start Dataset rows
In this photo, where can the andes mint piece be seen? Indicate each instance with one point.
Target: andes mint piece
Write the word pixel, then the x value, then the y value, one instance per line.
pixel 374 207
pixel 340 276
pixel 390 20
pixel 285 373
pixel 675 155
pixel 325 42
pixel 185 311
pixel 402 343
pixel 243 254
end Dataset rows
Written problem: Copy every item above word for word.

Task result:
In this photo, where can the andes mint piece be seen? Indicate each instance with one point.
Target: andes mint piece
Write the word pixel, then the x value, then the y value, one instance per line.
pixel 374 207
pixel 340 276
pixel 390 20
pixel 285 373
pixel 675 155
pixel 325 42
pixel 185 311
pixel 402 343
pixel 243 254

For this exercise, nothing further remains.